EXERCISE: From the thread on finding a system's output from its unit-step response, copy word for word the passage starting at "So, apart from" and ending at "signal with the system's step response.".

EXTRACTED TEXT:

====================

# How to find the output of a system with the unit-step response and the input?

Convolution is used to find the output when the input and the impulse response is known. I am curious if there is a similar operator, like convolution, or a method that can determine the output of a system. I am asking this question, right of the top of my head, so I don't have any concrete example to apply it to.

If I am not wrong, one can use deconvolution to find the impulse response and go from there, but this is not what I am searching for.

• In addition to Matt's accurate answer below: You can also find the impulse response from the step response by differentiation. That means an alternative way to calculate the output is convolving with the derivative of the step response. ( The deeper reason for this is that LTI systems commute and that the unit impulse is the derivative of the unit step. ) – Jazzmaniac Jun 25 '14 at 10:43

This can indeed be done. Write the input function $x(t)$ as

$$x(t)=x(-\infty)+\int_{-\infty}^t x^{\prime}(\tau)d\tau= x(-\infty)+\int_{-\infty}^{\infty} x^{\prime}(\tau)u(t-\tau)d\tau\tag{1}=\\ =x(-\infty)+(x^{\prime}*u)(t)$$

where $x^{\prime}(t)$ is the derivative of $x(t)$, and $u(t)$ is the unit step function. From (1), the system's response $y(t)$ to the input $x(t)$ can be written in terms of the step response $a(t)$:

$$y(t)=a(\infty)x(-\infty)+\int_{-\infty}^{\infty} x^{\prime}(\tau)a(t-\tau)d\tau\tag{2}$$

So, apart from the first constant term, the output signal $y(t)$ is given by the convolution of the derivative of the input signal with the system's step response.

Equation (2) is valid because the system's response to the constant $x(-\infty)$ is $H(0)x(-\infty)$, where $H(0)$ is the system's frequency response at DC:

$$H(0)=\int_{-\infty}^{\infty}h(t)dt=a(\infty)$$

The integral on the right-hand side of (2) is the convolution

$$((x^{\prime}*u)*h)(t)=(x^{\prime}*(u*h))(t)=(x^{\prime}*a)(t)$$

EDIT: The discrete-time case is completely analogous. Write the input sequence as

$$x[n]=x[-\infty]+\sum_{k=-\infty}^n(x[k]-x[k-1])=x[-\infty]+\sum_{k=-\infty}^{\infty}(x[k]-x[k-1])u[n-k]$$

This results in the following expression for the output sequence in terms of the step response:

$$y[n]=x[-\infty]a[\infty]+\sum_{k=-\infty}^{\infty}(x[k]-x[k-1])a[n-k]$$

Again, apart from the constant first term, the output sequence is obtained by convolving the first order difference of the input sequence with the system's step response.

====================

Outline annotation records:
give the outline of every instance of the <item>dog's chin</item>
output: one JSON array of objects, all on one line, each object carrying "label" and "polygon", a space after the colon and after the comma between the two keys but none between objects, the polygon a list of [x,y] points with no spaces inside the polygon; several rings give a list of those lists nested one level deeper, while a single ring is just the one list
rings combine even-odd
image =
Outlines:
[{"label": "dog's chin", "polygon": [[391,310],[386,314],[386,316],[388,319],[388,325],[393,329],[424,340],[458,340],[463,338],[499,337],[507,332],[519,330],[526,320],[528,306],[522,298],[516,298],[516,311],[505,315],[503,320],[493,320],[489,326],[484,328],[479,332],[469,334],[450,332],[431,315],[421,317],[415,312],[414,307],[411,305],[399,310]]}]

====================

EXERCISE ANSWER:
So, apart from the first constant term, the output signal $y(t)$ is given by the convolution of the derivative of the input signal with the system's step response.